Log in
Log in

or
Create an account

or

Cool Method of recording ambient guitar plus a weird studio experience

  • 2 replies
  • 3 participants
  • 6,596 views
  • 0 follower
Topic Cool Method of recording ambient guitar plus a weird studio experience
My friend approached me with a song that he invisioned with clean, heavily delayed, slightly reverbed guitar tracks. If you've ever head "Minus the Bear", thats the stuff. I recently was given a home-made amp that's very small and funky. I also was walking in downtown Annapolis (hometown) and found one of those plastic revolving tower sunglasses cases sitting out for the trash. I couldn't let all that plexiglass go to waste, so I loaded it into the back of my car.

- [WHAT YOU ARE ASKED TO DO]
According to the forum post about recording ambient guitar, where was the poster walking when they found the plastic sunglasses case set out for the trash?

- [INFORMATION SUPPLIED]
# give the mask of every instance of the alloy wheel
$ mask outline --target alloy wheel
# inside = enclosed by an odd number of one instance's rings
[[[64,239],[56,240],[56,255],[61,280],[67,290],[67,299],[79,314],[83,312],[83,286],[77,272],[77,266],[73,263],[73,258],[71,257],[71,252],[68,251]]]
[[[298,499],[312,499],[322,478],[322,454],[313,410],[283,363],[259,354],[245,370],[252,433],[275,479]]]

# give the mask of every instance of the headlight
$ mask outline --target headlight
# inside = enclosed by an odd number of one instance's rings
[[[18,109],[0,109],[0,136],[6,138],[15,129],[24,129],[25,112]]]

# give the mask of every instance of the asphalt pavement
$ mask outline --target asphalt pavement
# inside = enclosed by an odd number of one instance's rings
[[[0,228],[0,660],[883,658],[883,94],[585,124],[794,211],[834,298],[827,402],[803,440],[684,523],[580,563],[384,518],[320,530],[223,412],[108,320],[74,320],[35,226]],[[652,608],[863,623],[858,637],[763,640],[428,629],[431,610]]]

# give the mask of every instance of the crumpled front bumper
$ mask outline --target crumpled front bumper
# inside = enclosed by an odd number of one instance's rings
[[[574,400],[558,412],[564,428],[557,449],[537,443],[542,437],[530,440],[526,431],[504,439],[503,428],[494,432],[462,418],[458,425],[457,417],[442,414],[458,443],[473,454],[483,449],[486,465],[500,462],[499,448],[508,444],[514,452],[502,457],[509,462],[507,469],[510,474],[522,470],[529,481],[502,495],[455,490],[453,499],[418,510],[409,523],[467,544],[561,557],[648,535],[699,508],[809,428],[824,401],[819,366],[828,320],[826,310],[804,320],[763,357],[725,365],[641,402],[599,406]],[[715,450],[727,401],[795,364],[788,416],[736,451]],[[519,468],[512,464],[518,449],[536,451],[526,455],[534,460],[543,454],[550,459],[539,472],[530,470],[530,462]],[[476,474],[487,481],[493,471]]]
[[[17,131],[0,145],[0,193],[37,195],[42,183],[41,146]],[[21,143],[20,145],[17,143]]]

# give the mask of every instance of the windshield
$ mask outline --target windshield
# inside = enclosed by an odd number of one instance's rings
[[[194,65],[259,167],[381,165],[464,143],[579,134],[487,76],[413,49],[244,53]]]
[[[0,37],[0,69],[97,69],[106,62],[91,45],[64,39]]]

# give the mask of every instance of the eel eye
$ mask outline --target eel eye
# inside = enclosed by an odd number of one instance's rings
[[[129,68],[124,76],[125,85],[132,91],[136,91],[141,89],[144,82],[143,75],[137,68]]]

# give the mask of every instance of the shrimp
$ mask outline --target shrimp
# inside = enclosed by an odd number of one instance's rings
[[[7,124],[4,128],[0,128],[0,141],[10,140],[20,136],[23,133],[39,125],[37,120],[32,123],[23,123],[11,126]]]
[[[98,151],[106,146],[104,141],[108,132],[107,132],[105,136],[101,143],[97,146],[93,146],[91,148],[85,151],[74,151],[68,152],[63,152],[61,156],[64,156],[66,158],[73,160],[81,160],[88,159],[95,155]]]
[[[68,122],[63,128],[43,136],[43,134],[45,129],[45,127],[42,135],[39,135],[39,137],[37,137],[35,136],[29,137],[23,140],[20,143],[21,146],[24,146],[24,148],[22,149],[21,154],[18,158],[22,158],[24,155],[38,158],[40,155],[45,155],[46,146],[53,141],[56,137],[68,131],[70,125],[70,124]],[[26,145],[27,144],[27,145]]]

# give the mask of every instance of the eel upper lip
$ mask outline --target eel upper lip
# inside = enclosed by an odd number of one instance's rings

- [RIGHT ANSWER]
Downtown Annapolis, the poster's hometown.